[Collected data]

((

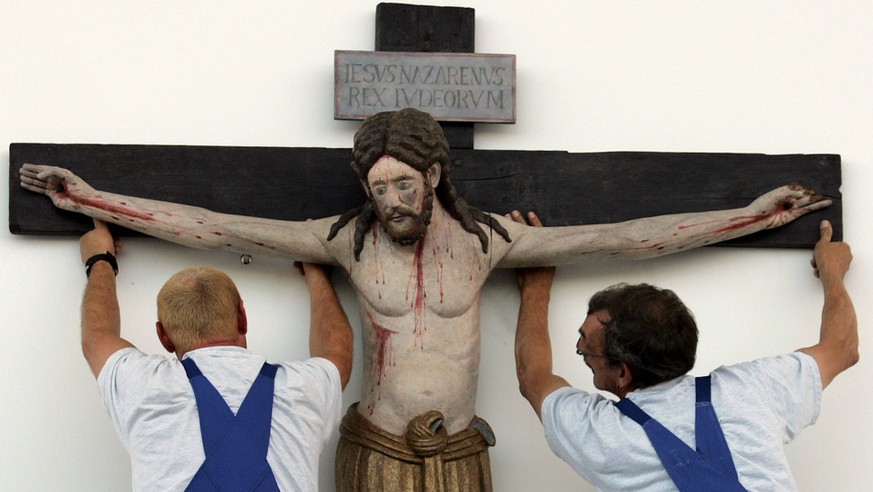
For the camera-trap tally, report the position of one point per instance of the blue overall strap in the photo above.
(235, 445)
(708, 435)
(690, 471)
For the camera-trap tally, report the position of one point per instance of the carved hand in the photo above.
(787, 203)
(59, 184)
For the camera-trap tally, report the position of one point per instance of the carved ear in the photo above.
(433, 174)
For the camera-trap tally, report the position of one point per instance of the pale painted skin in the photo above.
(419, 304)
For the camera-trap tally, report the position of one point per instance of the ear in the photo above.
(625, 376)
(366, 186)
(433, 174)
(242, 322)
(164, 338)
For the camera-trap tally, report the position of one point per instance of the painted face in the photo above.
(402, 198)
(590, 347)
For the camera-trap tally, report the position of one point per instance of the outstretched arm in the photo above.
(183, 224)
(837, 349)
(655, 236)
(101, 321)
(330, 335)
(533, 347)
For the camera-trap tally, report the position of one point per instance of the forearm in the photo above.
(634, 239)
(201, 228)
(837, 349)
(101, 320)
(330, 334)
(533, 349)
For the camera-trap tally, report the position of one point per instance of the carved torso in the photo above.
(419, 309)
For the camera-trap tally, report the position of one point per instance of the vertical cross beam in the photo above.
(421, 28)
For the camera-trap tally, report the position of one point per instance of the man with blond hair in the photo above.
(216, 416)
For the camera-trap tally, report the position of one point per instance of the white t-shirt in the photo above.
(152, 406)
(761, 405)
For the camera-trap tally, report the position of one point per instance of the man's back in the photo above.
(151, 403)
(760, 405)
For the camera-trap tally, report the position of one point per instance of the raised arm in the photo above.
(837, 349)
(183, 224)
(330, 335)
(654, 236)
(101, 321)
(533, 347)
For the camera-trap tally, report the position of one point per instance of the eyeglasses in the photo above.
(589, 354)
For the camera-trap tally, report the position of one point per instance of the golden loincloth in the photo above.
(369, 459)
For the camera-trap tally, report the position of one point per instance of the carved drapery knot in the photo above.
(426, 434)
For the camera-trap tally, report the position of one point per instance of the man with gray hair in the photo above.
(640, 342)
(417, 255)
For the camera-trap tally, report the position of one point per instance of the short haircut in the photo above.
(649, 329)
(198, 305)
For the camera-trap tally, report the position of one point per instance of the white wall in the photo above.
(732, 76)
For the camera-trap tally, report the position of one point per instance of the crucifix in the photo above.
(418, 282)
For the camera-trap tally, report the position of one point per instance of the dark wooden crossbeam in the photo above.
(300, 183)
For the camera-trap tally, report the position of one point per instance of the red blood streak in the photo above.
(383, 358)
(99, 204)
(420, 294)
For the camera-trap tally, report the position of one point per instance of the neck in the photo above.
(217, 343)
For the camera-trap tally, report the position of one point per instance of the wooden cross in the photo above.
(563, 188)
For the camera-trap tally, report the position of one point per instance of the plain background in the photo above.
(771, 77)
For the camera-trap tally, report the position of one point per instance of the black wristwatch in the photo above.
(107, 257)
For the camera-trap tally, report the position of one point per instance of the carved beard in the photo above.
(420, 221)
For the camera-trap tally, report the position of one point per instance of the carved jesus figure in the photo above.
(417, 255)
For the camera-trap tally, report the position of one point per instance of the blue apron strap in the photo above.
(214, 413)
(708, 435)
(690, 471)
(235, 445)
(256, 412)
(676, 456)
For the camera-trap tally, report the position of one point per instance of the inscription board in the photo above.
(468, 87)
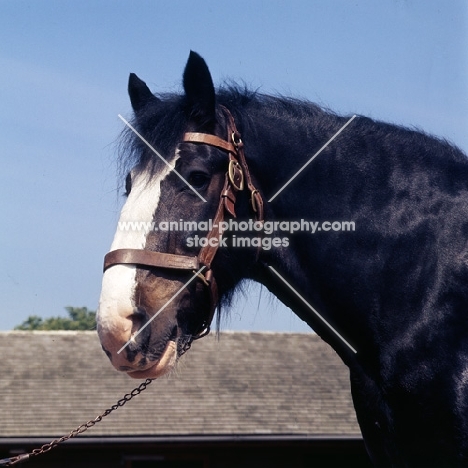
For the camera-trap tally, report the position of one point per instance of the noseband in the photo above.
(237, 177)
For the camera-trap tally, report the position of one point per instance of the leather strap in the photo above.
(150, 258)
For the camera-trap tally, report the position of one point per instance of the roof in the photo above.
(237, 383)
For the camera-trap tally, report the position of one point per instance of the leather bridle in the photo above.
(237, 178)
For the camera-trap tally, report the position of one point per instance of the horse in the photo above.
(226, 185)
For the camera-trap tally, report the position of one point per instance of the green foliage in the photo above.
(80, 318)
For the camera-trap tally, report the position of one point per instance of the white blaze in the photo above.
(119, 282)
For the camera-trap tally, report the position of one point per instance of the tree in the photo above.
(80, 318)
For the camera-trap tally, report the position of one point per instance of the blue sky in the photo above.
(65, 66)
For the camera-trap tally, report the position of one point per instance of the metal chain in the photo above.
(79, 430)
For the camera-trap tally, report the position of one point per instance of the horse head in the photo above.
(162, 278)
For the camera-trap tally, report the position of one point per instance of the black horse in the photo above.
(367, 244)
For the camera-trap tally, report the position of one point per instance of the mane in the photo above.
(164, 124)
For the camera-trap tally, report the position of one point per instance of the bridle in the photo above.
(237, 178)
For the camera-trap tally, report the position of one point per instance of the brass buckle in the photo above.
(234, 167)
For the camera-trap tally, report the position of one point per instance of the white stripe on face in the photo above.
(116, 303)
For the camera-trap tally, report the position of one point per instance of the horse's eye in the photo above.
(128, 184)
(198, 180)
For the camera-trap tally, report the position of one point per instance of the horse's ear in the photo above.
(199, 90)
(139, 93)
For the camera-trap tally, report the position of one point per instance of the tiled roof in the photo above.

))

Pictures are to be dropped, and the remaining data set down exactly.

» Expected answer:
For the camera-trap tally, report the position of one point per instance of the blue overall strap in the photo above.
(235, 445)
(708, 435)
(690, 471)
For the camera-trap tally, report the position of one point per instance of the carved hand in the photo above.
(787, 203)
(59, 184)
For the camera-trap tally, report the position of one point per instance of the carved ear in the photo above.
(433, 174)
For the camera-trap tally, report the position of one point per instance of the pale painted skin in the photo above.
(419, 304)
For the camera-trap tally, report the position of one point per instance of the ear in the photo above.
(625, 376)
(366, 186)
(433, 174)
(242, 322)
(164, 338)
For the camera-trap tally, report the position of one point per instance of the painted face in the photo above.
(402, 198)
(590, 347)
For the camera-trap tally, report the position of one point per instance of the outstretched arm in the photo above.
(183, 224)
(837, 349)
(655, 236)
(101, 321)
(330, 335)
(533, 347)
For the camera-trap tally, report the position of one point per instance of the forearm in the photo above.
(634, 239)
(201, 228)
(837, 349)
(101, 320)
(330, 334)
(533, 349)
For the camera-trap tally, report the position of one point per instance of the carved torso in the photo above.
(419, 309)
For the camera-trap tally, report the position of one point per instance of the vertical cross beam in the photo above.
(421, 28)
For the camera-trap tally, report the position of one point per instance of the man with blond hair in the photo above.
(216, 416)
For the camera-trap tally, report the position of one point per instance of the white t-shirt in the photo above.
(152, 406)
(761, 405)
For the camera-trap tally, report the position of one point per instance of the man's back in the photo above.
(151, 403)
(760, 405)
For the camera-trap tally, report the position of one point per instance of the raised arm in the photo above.
(837, 349)
(183, 224)
(330, 335)
(654, 236)
(101, 321)
(533, 347)
For the camera-trap tally, report the position of one point per instance of the eyeglasses in the photo above.
(589, 354)
For the camera-trap tally, report the position of one point per instance of the golden loincloth in the photo above.
(369, 459)
For the camera-trap tally, report the position of one point per instance of the carved drapery knot in the photo above.
(426, 434)
For the camera-trap tally, report the position of one point per instance of the man with gray hair in the photo above.
(640, 342)
(417, 255)
For the camera-trap tally, report the position of one point per instance of the short haircut in the photo above.
(649, 329)
(198, 305)
For the camera-trap tally, report the position of one point per instance of the white wall in the photo above.
(732, 76)
For the camera-trap tally, report the position of one point per instance of the crucifix in the photo above.
(418, 282)
For the camera-trap tally, report the position of one point per instance of the dark wooden crossbeam in the photo above.
(300, 183)
For the camera-trap tally, report the position of one point per instance of the red blood streak in the photo above.
(383, 358)
(99, 204)
(420, 294)
For the camera-trap tally, report the position of one point per instance of the neck in the photo above.
(217, 343)
For the camera-trap tally, report the position of one point per instance of the wooden cross in the photo above.
(563, 188)
For the camera-trap tally, report the position of one point per instance of the plain background in the photo above.
(771, 77)
For the camera-trap tally, report the position of one point per instance of the black wristwatch in the photo above.
(107, 257)
For the camera-trap tally, report the position of one point per instance of the carved beard in the photo above.
(420, 221)
For the camera-trap tally, report the position of one point per instance of the carved jesus figure in the photo above.
(417, 255)
For the camera-trap tally, report the position of one point per instance of the blue apron strap in the photo above.
(214, 413)
(708, 435)
(690, 471)
(235, 445)
(256, 412)
(676, 456)
For the camera-trap tally, report the position of one point per instance of the inscription board in the photo above.
(468, 87)
For the camera-trap tally, report the position of one point per instance of the noseband in the photo above.
(237, 177)
For the camera-trap tally, report the position of one point per instance of the leather strap in the photo above.
(150, 258)
For the camera-trap tally, report the position of one point per instance of the roof in the photo above.
(237, 383)
For the camera-trap tally, report the position of one point per instance of the leather bridle in the photo above.
(237, 178)
For the camera-trap tally, report the position of one point per instance of the horse in the photo above.
(226, 185)
For the camera-trap tally, report the position of one point per instance of the green foliage in the photo above.
(80, 318)
For the camera-trap tally, report the position of one point per instance of the white blaze in the photo above.
(119, 282)
For the camera-trap tally, report the position of one point per instance of the tree in the photo above.
(80, 318)
For the camera-trap tally, report the position of one point per instance of the blue sky in the photo above.
(65, 66)
For the camera-trap tally, report the position of one point per instance of the metal chain in the photo above.
(79, 430)
For the camera-trap tally, report the position of one point per instance of the horse head in the photo above.
(162, 278)
For the camera-trap tally, report the position of one point per instance of the black horse in the photo above.
(367, 244)
For the camera-trap tally, report the position of one point per instance of the mane in the photo above.
(164, 124)
For the camera-trap tally, report the position of one point per instance of the bridle in the photo above.
(237, 178)
For the camera-trap tally, report the position of one point per instance of the brass buckle in the photo above.
(234, 167)
For the camera-trap tally, report the position of one point per instance of the white stripe on face in the photo above.
(116, 303)
For the camera-trap tally, report the position of one point per instance of the horse's eye in the photo above.
(128, 184)
(198, 180)
For the camera-trap tally, report the position of one point per instance of the horse's ear in the photo above.
(199, 90)
(139, 93)
For the camera-trap tally, report the position of one point per instance of the tiled roof in the photo above.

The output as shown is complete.